Stated exercise A » From the thesis job posting, write out the passage starting with "Jobbeschreibung" and going on through "or Technische Volkswirtschaftslehre.".
------ Given text ------
Leider ist diese Job-Anzeige nicht mehr aktiv

Interactive Labeling for ML-based Structural Formula Extraction in Karlsruhe

If you are interested answer the questions and send your CV, and a current transcript of records. Feel free to reach out beforehand if you have any questions.

4 - 40 Stunden pro Woche

Jobbeschreibung

Subject

Joint Master’s thesis offered by IAR/SZS (research group Prof. Stiefelhagen, CV:HCI) and IISM (research group Prof. Mädche, ISSD) for both computer science and information systems students. Open for applications. WHO CAN APPLY? Only enrolled students from KIT (Karlsruher Institut für Technologie) with course of studies Wirtschaftsinformatik, Wirtschaftsingenieurwesen, Informationswirtschaft, or Technische Volkswirtschaftslehre.

Problem

Scientific publications, lecture slides, and other documents convey their information not only in plain text, but also in figures and images. This makes documents less accessible for humans and machines alike. Automated metadata extraction, full text search, or information aggregation is impacted by this. Less obvious, but potentially even more important, human accessibility is also hindered. Figures are often entirely incomprehensible for visually impaired users, but also people less accustomed with the domain could benefit from support. This fact limits access to e.g. graphical representations of structural formulas for the visually impaired. However, these graphics are often a crucial part of lecure slides or scientific publications on the topic.
------
Stated exercise B » Locate each line in the entries that contains the word "house", and copy those lines. Matching is case-sensitive.
------ Dataset content ------
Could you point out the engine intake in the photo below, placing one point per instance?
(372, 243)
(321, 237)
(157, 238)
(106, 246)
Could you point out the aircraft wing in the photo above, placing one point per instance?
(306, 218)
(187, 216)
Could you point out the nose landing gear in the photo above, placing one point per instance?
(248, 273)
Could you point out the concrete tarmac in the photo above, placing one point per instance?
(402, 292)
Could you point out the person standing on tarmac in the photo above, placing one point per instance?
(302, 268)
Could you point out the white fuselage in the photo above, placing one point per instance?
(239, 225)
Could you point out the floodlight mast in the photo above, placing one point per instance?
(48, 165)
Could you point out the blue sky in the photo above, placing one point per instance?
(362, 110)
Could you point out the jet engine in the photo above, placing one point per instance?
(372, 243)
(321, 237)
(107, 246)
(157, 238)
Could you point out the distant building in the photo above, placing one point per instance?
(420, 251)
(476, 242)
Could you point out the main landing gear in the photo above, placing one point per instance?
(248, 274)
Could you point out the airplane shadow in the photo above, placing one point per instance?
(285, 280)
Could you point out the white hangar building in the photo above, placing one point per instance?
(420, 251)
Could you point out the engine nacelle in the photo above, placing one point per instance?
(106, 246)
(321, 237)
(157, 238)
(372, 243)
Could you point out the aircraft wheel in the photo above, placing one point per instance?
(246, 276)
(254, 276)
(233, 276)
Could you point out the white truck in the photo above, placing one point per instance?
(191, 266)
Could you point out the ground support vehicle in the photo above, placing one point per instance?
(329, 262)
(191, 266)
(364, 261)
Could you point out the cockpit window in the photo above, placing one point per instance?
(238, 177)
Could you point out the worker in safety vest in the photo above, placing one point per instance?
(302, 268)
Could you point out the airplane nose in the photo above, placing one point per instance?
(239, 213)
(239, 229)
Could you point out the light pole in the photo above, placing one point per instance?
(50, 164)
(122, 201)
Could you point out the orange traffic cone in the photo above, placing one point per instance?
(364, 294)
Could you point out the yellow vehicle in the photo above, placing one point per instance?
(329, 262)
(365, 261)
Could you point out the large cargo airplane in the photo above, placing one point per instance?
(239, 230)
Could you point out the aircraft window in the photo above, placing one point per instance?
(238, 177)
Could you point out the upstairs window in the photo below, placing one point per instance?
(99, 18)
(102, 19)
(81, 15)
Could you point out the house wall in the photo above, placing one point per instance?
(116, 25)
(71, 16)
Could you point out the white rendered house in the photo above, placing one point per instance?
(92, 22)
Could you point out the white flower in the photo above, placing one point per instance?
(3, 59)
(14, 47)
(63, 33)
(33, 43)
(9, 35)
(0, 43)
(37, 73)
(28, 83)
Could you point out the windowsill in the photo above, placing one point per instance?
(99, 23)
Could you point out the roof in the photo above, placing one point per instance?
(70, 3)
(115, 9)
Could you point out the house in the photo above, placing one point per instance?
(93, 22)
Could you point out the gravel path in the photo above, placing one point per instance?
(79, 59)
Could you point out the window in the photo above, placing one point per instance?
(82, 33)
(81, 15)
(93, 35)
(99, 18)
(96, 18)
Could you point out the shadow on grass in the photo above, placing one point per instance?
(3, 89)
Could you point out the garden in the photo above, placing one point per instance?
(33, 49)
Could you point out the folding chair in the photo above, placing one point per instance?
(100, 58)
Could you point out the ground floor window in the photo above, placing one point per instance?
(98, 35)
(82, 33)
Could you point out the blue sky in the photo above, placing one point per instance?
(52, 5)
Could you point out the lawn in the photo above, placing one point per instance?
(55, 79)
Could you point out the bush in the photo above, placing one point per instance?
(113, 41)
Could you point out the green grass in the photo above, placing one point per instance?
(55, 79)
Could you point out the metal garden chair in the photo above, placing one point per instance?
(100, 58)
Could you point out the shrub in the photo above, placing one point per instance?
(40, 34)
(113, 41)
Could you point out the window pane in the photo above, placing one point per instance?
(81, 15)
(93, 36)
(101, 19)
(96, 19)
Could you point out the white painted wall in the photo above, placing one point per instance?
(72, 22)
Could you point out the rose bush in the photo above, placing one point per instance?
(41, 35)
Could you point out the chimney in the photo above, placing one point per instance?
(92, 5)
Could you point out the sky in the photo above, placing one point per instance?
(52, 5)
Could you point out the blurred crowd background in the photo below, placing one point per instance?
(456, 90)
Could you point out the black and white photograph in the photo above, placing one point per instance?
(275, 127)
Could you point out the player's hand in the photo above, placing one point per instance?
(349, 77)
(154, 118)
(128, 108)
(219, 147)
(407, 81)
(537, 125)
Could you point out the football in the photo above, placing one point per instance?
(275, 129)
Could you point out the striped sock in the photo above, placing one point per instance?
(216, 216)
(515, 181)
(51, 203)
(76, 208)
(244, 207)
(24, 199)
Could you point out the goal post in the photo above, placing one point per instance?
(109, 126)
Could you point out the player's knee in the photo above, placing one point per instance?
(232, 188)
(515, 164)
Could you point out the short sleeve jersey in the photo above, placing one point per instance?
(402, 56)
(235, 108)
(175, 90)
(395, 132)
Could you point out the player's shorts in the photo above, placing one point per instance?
------
Exercise response A »
Jobbeschreibung

Subject

Joint Master’s thesis offered by IAR/SZS (research group Prof. Stiefelhagen, CV:HCI) and IISM (research group Prof. Mädche, ISSD) for both computer science and information systems students. Open for applications. WHO CAN APPLY? Only enrolled students from KIT (Karlsruher Institut für Technologie) with course of studies Wirtschaftsinformatik, Wirtschaftsingenieurwesen, Informationswirtschaft, or Technische Volkswirtschaftslehre.

Exercise response B »
Could you point out the house wall in the photo above, placing one point per instance?
Could you point out the white rendered house in the photo above, placing one point per instance?
Could you point out the house in the photo above, placing one point per instance?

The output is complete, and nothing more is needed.